• _INPUT FOR THIS TASK_:
+ + + +

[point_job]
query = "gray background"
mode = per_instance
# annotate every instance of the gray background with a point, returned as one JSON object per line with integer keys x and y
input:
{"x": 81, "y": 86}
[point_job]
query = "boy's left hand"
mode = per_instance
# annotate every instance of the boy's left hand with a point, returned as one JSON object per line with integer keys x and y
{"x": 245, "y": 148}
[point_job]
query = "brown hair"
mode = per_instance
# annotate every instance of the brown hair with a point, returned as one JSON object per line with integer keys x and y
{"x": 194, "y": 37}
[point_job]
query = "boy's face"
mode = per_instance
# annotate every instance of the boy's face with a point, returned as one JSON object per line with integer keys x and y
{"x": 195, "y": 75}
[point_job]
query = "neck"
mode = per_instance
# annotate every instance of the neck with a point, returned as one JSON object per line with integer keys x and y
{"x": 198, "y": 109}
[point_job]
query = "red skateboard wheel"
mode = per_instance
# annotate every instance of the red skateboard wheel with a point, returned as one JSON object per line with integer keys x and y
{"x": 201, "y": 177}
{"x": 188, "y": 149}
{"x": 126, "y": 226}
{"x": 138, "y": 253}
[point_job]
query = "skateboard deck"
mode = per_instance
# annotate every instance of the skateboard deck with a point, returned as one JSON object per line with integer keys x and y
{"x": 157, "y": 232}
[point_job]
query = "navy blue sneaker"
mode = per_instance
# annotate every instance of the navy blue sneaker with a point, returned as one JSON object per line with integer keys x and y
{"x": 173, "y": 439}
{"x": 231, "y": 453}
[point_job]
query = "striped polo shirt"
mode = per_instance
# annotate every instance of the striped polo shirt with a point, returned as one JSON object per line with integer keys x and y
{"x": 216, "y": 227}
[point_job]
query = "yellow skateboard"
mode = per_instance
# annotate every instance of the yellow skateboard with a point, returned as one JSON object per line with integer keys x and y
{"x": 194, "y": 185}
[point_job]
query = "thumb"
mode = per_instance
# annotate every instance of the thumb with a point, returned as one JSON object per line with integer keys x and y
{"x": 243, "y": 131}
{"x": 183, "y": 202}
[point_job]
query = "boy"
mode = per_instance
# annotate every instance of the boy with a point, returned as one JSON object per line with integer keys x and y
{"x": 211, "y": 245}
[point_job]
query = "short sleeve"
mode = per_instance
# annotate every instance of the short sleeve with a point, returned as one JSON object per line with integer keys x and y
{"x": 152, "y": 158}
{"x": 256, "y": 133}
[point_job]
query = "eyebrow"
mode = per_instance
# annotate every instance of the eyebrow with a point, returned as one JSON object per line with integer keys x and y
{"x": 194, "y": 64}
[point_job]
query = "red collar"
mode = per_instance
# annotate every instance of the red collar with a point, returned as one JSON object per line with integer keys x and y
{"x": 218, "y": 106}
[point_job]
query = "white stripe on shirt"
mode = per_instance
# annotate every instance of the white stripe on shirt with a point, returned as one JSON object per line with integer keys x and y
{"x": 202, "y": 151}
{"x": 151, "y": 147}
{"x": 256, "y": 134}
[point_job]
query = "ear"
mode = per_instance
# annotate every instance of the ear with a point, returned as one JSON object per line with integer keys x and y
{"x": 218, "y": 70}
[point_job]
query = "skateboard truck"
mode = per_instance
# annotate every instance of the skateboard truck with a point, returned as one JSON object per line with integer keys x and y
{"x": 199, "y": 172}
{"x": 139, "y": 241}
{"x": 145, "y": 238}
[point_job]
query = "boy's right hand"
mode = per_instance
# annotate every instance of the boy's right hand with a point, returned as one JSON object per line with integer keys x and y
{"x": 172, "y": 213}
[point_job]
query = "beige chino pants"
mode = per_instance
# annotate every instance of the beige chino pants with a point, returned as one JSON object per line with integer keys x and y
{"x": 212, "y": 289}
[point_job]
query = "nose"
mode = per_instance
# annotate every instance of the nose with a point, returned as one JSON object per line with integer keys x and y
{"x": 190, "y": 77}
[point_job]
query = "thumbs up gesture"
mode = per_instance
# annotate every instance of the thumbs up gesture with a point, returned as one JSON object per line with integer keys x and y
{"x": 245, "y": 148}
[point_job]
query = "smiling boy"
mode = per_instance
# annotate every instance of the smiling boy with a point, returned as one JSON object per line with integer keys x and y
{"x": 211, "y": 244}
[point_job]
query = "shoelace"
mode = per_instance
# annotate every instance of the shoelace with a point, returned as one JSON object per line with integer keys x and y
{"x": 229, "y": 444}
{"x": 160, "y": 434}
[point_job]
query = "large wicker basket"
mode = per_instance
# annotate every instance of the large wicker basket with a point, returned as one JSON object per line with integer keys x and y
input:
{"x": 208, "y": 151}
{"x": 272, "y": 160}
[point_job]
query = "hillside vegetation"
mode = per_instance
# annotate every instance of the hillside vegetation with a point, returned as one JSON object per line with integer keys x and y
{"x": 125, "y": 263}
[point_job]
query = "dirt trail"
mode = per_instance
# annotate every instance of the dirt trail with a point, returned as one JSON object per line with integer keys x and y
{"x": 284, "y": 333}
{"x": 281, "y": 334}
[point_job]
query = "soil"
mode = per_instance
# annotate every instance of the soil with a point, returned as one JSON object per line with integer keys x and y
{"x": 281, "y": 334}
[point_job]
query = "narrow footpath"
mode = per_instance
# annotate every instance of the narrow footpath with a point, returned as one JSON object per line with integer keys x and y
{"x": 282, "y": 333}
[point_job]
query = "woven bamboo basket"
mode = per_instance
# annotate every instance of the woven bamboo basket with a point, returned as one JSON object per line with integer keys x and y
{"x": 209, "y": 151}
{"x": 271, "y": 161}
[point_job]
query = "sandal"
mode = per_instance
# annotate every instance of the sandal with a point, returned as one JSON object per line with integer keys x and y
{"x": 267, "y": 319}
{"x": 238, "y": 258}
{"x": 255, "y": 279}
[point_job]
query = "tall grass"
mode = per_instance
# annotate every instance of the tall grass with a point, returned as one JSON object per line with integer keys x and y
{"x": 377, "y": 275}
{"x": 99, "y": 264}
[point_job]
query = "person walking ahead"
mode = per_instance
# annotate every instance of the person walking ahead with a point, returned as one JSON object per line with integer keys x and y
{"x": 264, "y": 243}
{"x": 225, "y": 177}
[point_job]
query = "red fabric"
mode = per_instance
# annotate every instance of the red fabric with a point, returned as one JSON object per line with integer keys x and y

+ + + +

• _EXERCISE TASK_: Reproduce every line of the material above exactly.

• _EXERCISE OUTPUT_:
[point_job]
query = "gray background"
mode = per_instance
# annotate every instance of the gray background with a point, returned as one JSON object per line with integer keys x and y
input:
{"x": 81, "y": 86}
[point_job]
query = "boy's left hand"
mode = per_instance
# annotate every instance of the boy's left hand with a point, returned as one JSON object per line with integer keys x and y
{"x": 245, "y": 148}
[point_job]
query = "brown hair"
mode = per_instance
# annotate every instance of the brown hair with a point, returned as one JSON object per line with integer keys x and y
{"x": 194, "y": 37}
[point_job]
query = "boy's face"
mode = per_instance
# annotate every instance of the boy's face with a point, returned as one JSON object per line with integer keys x and y
{"x": 195, "y": 75}
[point_job]
query = "neck"
mode = per_instance
# annotate every instance of the neck with a point, returned as one JSON object per line with integer keys x and y
{"x": 198, "y": 109}
[point_job]
query = "red skateboard wheel"
mode = per_instance
# annotate every instance of the red skateboard wheel with a point, returned as one JSON object per line with integer keys x and y
{"x": 201, "y": 177}
{"x": 188, "y": 149}
{"x": 126, "y": 226}
{"x": 138, "y": 253}
[point_job]
query = "skateboard deck"
mode = per_instance
# annotate every instance of the skateboard deck with a point, returned as one JSON object per line with integer keys x and y
{"x": 157, "y": 232}
[point_job]
query = "navy blue sneaker"
mode = per_instance
# annotate every instance of the navy blue sneaker with a point, returned as one JSON object per line with integer keys x and y
{"x": 173, "y": 439}
{"x": 231, "y": 453}
[point_job]
query = "striped polo shirt"
mode = per_instance
# annotate every instance of the striped polo shirt with a point, returned as one JSON object per line with integer keys x and y
{"x": 216, "y": 227}
[point_job]
query = "yellow skateboard"
mode = per_instance
# annotate every instance of the yellow skateboard with a point, returned as one JSON object per line with integer keys x and y
{"x": 194, "y": 185}
[point_job]
query = "thumb"
mode = per_instance
# annotate every instance of the thumb with a point, returned as one JSON object per line with integer keys x and y
{"x": 243, "y": 131}
{"x": 183, "y": 202}
[point_job]
query = "boy"
mode = per_instance
# annotate every instance of the boy with a point, returned as one JSON object per line with integer keys x and y
{"x": 211, "y": 245}
[point_job]
query = "short sleeve"
mode = per_instance
# annotate every instance of the short sleeve with a point, returned as one JSON object per line with integer keys x and y
{"x": 152, "y": 158}
{"x": 256, "y": 133}
[point_job]
query = "eyebrow"
mode = per_instance
# annotate every instance of the eyebrow with a point, returned as one JSON object per line with integer keys x and y
{"x": 194, "y": 64}
[point_job]
query = "red collar"
mode = per_instance
# annotate every instance of the red collar with a point, returned as one JSON object per line with integer keys x and y
{"x": 218, "y": 106}
[point_job]
query = "white stripe on shirt"
mode = per_instance
# annotate every instance of the white stripe on shirt with a point, returned as one JSON object per line with integer keys x and y
{"x": 202, "y": 151}
{"x": 151, "y": 147}
{"x": 256, "y": 134}
[point_job]
query = "ear"
mode = per_instance
# annotate every instance of the ear with a point, returned as one JSON object per line with integer keys x and y
{"x": 218, "y": 70}
[point_job]
query = "skateboard truck"
mode = per_instance
# annotate every instance of the skateboard truck with a point, returned as one JSON object per line with integer keys x and y
{"x": 199, "y": 172}
{"x": 139, "y": 241}
{"x": 145, "y": 238}
[point_job]
query = "boy's right hand"
mode = per_instance
# annotate every instance of the boy's right hand with a point, returned as one JSON object per line with integer keys x and y
{"x": 172, "y": 213}
[point_job]
query = "beige chino pants"
mode = per_instance
# annotate every instance of the beige chino pants with a point, returned as one JSON object per line with integer keys x and y
{"x": 212, "y": 289}
[point_job]
query = "nose"
mode = per_instance
# annotate every instance of the nose with a point, returned as one JSON object per line with integer keys x and y
{"x": 190, "y": 77}
[point_job]
query = "thumbs up gesture"
mode = per_instance
# annotate every instance of the thumbs up gesture with a point, returned as one JSON object per line with integer keys x and y
{"x": 245, "y": 148}
[point_job]
query = "smiling boy"
mode = per_instance
# annotate every instance of the smiling boy with a point, returned as one JSON object per line with integer keys x and y
{"x": 211, "y": 244}
[point_job]
query = "shoelace"
mode = per_instance
# annotate every instance of the shoelace with a point, returned as one JSON object per line with integer keys x and y
{"x": 229, "y": 444}
{"x": 160, "y": 434}
[point_job]
query = "large wicker basket"
mode = per_instance
# annotate every instance of the large wicker basket with a point, returned as one JSON object per line with integer keys x and y
input:
{"x": 208, "y": 151}
{"x": 272, "y": 160}
[point_job]
query = "hillside vegetation"
mode = per_instance
# annotate every instance of the hillside vegetation with a point, returned as one JSON object per line with integer keys x and y
{"x": 125, "y": 263}
[point_job]
query = "dirt trail"
mode = per_instance
# annotate every instance of the dirt trail with a point, returned as one JSON object per line with integer keys x and y
{"x": 284, "y": 333}
{"x": 281, "y": 334}
[point_job]
query = "soil"
mode = per_instance
# annotate every instance of the soil with a point, returned as one JSON object per line with integer keys x and y
{"x": 281, "y": 334}
[point_job]
query = "narrow footpath"
mode = per_instance
# annotate every instance of the narrow footpath with a point, returned as one JSON object per line with integer keys x and y
{"x": 282, "y": 333}
[point_job]
query = "woven bamboo basket"
mode = per_instance
# annotate every instance of the woven bamboo basket with a point, returned as one JSON object per line with integer keys x and y
{"x": 209, "y": 151}
{"x": 271, "y": 161}
[point_job]
query = "sandal"
mode = per_instance
# annotate every instance of the sandal with a point, returned as one JSON object per line with integer keys x and y
{"x": 267, "y": 319}
{"x": 238, "y": 258}
{"x": 255, "y": 279}
[point_job]
query = "tall grass"
mode = per_instance
# annotate every instance of the tall grass with a point, returned as one JSON object per line with integer keys x and y
{"x": 377, "y": 275}
{"x": 99, "y": 264}
[point_job]
query = "person walking ahead"
mode = per_instance
# annotate every instance of the person walking ahead with a point, returned as one JSON object per line with integer keys x and y
{"x": 264, "y": 243}
{"x": 225, "y": 177}
[point_job]
query = "red fabric"
mode = per_instance
# annotate every instance of the red fabric with a point, returned as one JSON object per line with integer keys x and y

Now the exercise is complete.